**JOB**
Put every line of the material below into a Markdown table with the columns Row and Line. Number each row, and leave out blank lines.

---

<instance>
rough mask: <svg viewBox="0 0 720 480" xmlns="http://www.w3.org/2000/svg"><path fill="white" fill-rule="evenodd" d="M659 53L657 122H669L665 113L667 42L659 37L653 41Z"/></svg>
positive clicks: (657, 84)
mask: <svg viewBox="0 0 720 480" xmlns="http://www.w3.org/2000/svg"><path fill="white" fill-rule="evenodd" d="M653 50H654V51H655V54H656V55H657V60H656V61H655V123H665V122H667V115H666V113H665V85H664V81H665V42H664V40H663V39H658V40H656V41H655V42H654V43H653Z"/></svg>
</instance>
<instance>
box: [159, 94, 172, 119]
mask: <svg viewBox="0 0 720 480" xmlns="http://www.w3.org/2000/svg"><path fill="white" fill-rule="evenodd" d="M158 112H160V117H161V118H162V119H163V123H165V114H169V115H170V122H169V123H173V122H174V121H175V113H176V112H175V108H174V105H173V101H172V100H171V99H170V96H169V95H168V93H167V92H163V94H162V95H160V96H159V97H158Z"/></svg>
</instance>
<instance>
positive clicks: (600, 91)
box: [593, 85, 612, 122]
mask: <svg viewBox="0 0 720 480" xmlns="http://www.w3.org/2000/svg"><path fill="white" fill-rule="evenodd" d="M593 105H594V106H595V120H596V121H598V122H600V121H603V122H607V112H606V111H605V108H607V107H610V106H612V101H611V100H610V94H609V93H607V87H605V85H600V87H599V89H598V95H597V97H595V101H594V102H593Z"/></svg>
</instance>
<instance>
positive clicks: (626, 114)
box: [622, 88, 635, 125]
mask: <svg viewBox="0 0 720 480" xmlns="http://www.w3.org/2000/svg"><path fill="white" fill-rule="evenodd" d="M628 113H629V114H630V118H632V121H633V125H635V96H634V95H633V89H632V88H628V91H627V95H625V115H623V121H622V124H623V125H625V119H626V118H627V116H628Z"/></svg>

---

**ANSWER**
| Row | Line |
|---|---|
| 1 | <instance> |
| 2 | rough mask: <svg viewBox="0 0 720 480" xmlns="http://www.w3.org/2000/svg"><path fill="white" fill-rule="evenodd" d="M659 53L657 122H669L665 113L667 42L659 37L653 41Z"/></svg> |
| 3 | positive clicks: (657, 84) |
| 4 | mask: <svg viewBox="0 0 720 480" xmlns="http://www.w3.org/2000/svg"><path fill="white" fill-rule="evenodd" d="M653 50H654V51H655V54H656V55H657V60H656V61H655V123H665V122H667V115H666V113H665V85H664V81H665V42H664V40H663V39H658V40H656V41H655V42H654V43H653Z"/></svg> |
| 5 | </instance> |
| 6 | <instance> |
| 7 | box: [159, 94, 172, 119] |
| 8 | mask: <svg viewBox="0 0 720 480" xmlns="http://www.w3.org/2000/svg"><path fill="white" fill-rule="evenodd" d="M158 112H160V117H161V118H162V119H163V123H165V114H169V115H170V122H169V123H173V122H174V121H175V113H176V112H175V108H174V105H173V101H172V100H171V99H170V96H169V95H168V93H167V92H163V94H162V95H160V96H159V97H158Z"/></svg> |
| 9 | </instance> |
| 10 | <instance> |
| 11 | positive clicks: (600, 91) |
| 12 | box: [593, 85, 612, 122] |
| 13 | mask: <svg viewBox="0 0 720 480" xmlns="http://www.w3.org/2000/svg"><path fill="white" fill-rule="evenodd" d="M593 105H594V106H595V120H596V121H598V122H600V121H603V122H607V112H606V111H605V108H607V107H610V106H612V101H611V100H610V94H609V93H607V87H605V85H600V87H599V89H598V95H597V97H595V101H594V102H593Z"/></svg> |
| 14 | </instance> |
| 15 | <instance> |
| 16 | positive clicks: (626, 114) |
| 17 | box: [622, 88, 635, 125] |
| 18 | mask: <svg viewBox="0 0 720 480" xmlns="http://www.w3.org/2000/svg"><path fill="white" fill-rule="evenodd" d="M628 113H629V114H630V118H632V121H633V125H635V96H634V95H633V89H632V88H628V91H627V95H625V115H623V121H622V124H623V125H625V119H626V118H627V116H628Z"/></svg> |